**Task goal**
Return the entire listing, word for word.

----- Supplied information

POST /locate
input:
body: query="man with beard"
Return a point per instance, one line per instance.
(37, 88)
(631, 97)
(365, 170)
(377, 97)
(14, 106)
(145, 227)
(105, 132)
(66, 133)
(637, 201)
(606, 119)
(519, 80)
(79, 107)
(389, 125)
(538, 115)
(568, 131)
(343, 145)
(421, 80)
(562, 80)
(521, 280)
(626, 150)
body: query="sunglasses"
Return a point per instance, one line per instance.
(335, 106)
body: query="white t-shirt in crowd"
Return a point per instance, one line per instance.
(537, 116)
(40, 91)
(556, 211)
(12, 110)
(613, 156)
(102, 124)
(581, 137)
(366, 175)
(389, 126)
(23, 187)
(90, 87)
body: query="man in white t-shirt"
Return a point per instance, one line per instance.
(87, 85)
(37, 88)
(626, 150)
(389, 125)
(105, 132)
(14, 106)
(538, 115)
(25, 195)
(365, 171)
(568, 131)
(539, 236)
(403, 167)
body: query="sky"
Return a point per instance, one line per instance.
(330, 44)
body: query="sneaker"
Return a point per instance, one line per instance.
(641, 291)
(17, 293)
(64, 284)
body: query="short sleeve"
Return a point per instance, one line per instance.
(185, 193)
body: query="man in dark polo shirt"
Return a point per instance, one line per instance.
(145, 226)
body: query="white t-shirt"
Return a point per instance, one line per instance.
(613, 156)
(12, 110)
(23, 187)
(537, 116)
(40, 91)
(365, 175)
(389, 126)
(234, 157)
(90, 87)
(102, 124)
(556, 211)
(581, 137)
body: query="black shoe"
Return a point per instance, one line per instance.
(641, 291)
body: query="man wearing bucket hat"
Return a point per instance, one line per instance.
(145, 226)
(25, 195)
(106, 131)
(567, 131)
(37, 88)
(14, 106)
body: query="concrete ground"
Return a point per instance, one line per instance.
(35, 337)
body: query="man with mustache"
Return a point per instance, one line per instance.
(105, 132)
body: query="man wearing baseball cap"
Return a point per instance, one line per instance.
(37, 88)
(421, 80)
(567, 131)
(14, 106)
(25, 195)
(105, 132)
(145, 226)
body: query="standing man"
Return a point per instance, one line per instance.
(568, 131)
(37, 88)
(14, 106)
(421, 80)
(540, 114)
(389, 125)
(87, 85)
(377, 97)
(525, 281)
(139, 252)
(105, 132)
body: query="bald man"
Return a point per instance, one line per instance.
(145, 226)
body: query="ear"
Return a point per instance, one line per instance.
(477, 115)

----------

**Task result**
POST /locate
input:
body: query="man with beard"
Return a point per instance, one line per instance.
(37, 88)
(631, 97)
(365, 170)
(377, 97)
(14, 106)
(145, 227)
(105, 132)
(66, 133)
(637, 201)
(606, 119)
(519, 80)
(79, 107)
(389, 125)
(538, 115)
(568, 131)
(343, 145)
(421, 80)
(562, 80)
(521, 280)
(626, 150)
body: query="sunglasses"
Return a point per instance, one line per instance.
(335, 106)
body: query="white t-shirt in crowd"
Return a point per instance, one line per instance.
(537, 116)
(40, 91)
(556, 211)
(12, 110)
(613, 156)
(102, 124)
(581, 137)
(366, 175)
(389, 126)
(23, 187)
(90, 87)
body: query="man in white t-shirt"
Return a point per instance, one line per instance.
(87, 85)
(37, 88)
(626, 150)
(389, 125)
(105, 132)
(14, 106)
(538, 115)
(25, 195)
(365, 171)
(568, 131)
(539, 236)
(403, 167)
body: query="sky"
Return a point per instance, one line per instance.
(330, 44)
body: query="sneaker"
Return a point per instance, one line per instance.
(641, 291)
(17, 293)
(64, 284)
body: query="short sleeve"
Return a point per instance, one line per instance.
(185, 193)
body: query="man in dark polo shirt"
Return a point per instance, one line per instance.
(145, 226)
body: query="white t-shirt"
Return a point per instance, one line per instance.
(613, 156)
(12, 110)
(23, 187)
(537, 116)
(40, 91)
(365, 175)
(389, 126)
(234, 157)
(90, 87)
(102, 124)
(556, 211)
(581, 137)
body: query="black shoe"
Return a point per instance, one line per instance.
(641, 291)
body: query="man wearing bucket hat"
Return a point per instance, one line per instance.
(145, 226)
(25, 195)
(106, 131)
(567, 131)
(37, 88)
(14, 106)
body: query="concrete ground"
Return a point per instance, one line per instance.
(35, 337)
body: query="man with mustache"
Return a point per instance, one line per instance.
(105, 132)
body: query="man wearing baseball cap"
Return a point per instance, one line per instance.
(37, 88)
(421, 80)
(567, 131)
(14, 106)
(25, 195)
(105, 132)
(145, 226)
body: query="standing man"
Return a point per instance, one line per instance.
(568, 131)
(37, 88)
(14, 106)
(421, 80)
(540, 114)
(389, 125)
(87, 85)
(377, 97)
(525, 281)
(139, 252)
(105, 132)
body: query="bald man"
Return a point per instance, one line per instance.
(145, 226)
body: query="ear"
Return a point per instance, one line per instance.
(477, 115)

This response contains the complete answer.